Exercise input »
=-=-=

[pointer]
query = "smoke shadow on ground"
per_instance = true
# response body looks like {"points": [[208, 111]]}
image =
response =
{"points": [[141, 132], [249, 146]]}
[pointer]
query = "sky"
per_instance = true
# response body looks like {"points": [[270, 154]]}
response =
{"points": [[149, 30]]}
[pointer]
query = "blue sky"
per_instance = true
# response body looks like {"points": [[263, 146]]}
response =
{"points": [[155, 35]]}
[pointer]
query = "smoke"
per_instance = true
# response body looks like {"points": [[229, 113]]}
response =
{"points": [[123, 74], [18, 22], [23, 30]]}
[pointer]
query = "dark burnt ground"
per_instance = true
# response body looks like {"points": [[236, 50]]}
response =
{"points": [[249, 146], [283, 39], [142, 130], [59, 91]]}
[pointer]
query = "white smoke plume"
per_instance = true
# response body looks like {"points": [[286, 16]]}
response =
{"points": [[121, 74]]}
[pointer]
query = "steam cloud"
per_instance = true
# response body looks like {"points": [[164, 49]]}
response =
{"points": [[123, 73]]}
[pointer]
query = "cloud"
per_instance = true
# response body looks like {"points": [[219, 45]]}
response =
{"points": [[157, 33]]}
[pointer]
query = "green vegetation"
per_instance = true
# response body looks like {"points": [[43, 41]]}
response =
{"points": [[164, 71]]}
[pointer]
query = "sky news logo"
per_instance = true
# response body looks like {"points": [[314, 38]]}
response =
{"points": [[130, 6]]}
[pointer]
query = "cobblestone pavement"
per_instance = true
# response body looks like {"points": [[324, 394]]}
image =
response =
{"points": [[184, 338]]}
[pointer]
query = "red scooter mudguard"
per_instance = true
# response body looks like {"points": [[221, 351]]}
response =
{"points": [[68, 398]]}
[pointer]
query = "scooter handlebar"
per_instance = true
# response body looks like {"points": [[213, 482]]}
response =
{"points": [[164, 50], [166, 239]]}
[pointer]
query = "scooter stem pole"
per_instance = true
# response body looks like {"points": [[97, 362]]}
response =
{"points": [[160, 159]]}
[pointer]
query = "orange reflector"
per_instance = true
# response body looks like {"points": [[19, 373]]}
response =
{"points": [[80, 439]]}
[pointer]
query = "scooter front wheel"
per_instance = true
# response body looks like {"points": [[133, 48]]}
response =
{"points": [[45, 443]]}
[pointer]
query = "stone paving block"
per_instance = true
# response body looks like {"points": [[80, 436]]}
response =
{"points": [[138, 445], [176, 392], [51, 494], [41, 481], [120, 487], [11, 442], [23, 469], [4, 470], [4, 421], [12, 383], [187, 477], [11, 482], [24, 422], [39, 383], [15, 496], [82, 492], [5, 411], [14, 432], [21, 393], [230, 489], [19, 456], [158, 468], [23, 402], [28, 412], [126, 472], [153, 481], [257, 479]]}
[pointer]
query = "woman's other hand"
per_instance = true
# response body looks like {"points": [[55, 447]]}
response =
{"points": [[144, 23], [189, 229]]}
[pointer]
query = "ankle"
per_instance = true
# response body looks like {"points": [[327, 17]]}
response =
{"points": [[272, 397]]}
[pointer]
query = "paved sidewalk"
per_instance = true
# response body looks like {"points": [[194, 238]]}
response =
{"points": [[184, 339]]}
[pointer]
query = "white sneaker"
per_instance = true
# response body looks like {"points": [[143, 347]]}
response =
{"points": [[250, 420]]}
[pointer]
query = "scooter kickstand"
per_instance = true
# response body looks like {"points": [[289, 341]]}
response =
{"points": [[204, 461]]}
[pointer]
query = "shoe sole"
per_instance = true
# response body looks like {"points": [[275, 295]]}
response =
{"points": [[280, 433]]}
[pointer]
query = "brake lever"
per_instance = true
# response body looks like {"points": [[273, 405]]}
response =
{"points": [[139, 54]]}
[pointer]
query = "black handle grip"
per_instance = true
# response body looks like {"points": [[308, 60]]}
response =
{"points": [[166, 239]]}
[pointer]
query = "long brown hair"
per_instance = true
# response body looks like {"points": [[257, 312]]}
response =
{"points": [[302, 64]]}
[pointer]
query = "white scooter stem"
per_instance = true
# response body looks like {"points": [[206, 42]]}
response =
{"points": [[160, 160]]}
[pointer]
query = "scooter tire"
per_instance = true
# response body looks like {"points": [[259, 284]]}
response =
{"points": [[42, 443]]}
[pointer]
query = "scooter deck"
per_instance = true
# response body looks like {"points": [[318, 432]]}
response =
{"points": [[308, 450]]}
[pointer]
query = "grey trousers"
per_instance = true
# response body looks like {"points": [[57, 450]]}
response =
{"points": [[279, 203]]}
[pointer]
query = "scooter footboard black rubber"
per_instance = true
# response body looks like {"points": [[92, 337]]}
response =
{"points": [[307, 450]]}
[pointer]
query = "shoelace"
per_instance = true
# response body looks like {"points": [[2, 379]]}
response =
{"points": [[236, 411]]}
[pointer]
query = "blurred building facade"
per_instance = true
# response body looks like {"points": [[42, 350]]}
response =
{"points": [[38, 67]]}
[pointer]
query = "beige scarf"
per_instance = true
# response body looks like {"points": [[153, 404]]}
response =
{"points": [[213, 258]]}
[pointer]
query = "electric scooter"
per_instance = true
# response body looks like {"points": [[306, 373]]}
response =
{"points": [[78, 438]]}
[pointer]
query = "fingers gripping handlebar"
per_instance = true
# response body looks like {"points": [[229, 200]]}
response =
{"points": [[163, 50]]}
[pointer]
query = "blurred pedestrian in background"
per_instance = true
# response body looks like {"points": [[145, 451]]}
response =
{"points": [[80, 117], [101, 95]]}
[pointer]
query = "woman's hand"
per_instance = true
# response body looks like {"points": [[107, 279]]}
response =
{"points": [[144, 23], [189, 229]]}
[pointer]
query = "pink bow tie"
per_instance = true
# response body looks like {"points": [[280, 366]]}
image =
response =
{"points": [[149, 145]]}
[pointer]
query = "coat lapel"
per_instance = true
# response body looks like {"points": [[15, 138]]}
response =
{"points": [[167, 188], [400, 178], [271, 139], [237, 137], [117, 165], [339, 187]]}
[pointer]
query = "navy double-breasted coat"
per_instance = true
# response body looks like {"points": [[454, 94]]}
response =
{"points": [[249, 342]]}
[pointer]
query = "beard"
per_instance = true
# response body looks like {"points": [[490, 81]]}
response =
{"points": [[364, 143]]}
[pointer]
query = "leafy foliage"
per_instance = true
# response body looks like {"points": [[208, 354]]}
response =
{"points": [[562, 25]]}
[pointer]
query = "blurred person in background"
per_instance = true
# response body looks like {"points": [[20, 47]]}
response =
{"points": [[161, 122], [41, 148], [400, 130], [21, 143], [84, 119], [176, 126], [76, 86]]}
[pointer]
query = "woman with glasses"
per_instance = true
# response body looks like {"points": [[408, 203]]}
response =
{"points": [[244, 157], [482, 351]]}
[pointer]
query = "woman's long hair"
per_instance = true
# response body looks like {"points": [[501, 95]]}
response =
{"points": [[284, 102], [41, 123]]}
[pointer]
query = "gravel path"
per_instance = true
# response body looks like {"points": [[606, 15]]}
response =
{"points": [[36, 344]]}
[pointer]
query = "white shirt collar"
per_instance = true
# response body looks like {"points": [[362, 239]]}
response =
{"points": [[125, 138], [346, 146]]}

=-=-=

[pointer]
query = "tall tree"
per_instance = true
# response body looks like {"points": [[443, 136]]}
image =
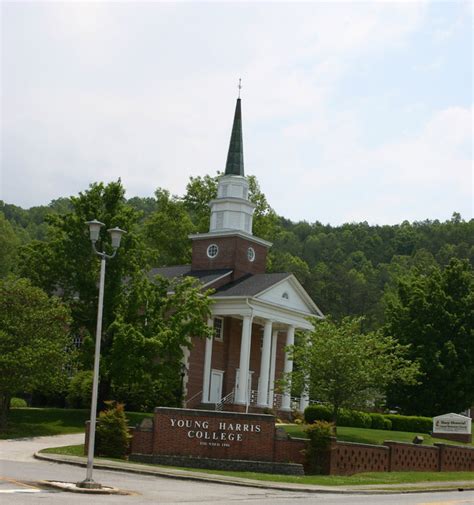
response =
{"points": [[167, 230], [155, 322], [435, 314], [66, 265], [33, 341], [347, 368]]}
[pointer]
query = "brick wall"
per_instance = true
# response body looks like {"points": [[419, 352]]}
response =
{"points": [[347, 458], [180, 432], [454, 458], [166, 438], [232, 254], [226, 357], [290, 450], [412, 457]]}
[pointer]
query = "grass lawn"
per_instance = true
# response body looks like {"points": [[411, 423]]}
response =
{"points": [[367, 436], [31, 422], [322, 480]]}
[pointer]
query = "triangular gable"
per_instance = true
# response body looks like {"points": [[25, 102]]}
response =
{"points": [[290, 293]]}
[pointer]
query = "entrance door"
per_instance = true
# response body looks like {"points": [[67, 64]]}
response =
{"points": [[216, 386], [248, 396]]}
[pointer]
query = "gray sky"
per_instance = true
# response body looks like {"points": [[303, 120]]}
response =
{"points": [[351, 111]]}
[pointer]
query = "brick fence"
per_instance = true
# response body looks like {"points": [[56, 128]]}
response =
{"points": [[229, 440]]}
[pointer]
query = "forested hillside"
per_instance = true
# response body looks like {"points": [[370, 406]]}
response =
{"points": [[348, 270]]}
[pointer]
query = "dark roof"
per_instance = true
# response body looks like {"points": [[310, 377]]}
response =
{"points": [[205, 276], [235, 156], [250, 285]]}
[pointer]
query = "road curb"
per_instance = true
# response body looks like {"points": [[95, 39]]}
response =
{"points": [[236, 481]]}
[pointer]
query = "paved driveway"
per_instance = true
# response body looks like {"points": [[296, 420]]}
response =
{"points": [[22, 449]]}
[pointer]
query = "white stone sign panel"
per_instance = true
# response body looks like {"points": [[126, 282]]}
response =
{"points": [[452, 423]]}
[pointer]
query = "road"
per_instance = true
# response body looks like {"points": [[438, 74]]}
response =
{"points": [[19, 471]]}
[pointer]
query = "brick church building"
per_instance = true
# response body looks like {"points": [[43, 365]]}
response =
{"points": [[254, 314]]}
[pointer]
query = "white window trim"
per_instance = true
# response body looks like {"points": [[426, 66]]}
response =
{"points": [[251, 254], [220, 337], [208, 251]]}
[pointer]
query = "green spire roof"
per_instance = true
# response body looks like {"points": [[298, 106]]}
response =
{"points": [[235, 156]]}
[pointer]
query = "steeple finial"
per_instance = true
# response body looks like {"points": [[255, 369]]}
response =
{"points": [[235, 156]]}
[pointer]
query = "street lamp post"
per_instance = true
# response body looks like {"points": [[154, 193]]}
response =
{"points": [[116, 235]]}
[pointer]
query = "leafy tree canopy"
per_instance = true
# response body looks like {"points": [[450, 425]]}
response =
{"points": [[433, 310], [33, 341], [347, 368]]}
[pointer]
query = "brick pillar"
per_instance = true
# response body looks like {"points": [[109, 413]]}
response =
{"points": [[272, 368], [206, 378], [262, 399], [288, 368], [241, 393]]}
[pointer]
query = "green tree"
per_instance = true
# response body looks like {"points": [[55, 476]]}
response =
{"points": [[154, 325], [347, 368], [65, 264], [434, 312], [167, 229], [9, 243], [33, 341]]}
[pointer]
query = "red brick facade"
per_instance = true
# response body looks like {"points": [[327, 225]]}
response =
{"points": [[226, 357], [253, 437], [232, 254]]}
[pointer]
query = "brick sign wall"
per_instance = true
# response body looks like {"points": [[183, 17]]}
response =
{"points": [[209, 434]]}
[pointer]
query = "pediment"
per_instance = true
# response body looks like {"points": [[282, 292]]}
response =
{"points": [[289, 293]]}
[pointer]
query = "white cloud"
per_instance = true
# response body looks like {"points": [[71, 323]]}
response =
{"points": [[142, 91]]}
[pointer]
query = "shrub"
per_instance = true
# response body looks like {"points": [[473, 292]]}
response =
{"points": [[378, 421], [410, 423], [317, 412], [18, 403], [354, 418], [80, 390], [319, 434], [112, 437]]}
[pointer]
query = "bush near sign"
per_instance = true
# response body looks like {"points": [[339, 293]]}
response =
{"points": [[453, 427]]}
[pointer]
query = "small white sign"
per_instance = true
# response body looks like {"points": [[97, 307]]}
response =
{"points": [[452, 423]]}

=-=-=

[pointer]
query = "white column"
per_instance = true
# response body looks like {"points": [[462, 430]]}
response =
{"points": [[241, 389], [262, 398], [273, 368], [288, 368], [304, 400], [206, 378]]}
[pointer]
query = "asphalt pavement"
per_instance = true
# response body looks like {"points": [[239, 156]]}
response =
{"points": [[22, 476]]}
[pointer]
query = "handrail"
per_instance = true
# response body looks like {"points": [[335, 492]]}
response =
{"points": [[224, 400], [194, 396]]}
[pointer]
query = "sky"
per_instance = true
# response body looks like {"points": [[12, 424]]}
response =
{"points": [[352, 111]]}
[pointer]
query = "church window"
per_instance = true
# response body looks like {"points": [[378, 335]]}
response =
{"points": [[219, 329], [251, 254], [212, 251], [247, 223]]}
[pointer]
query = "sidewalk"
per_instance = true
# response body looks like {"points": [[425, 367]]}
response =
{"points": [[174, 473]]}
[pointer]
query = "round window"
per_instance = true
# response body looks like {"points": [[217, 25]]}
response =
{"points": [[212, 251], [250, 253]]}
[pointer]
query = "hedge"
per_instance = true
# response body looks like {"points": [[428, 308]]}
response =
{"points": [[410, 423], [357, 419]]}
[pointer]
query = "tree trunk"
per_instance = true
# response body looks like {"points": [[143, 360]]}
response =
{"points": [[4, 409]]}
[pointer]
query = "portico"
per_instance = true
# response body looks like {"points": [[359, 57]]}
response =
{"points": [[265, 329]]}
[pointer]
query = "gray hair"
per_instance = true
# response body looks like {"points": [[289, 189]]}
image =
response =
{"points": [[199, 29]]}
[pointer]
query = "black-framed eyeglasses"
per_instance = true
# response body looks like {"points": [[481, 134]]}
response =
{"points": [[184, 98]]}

=-=-=

What is needed is a copy of every line above in which "coat" appears.

query = "coat lapel"
query = "navy double-breasted coat"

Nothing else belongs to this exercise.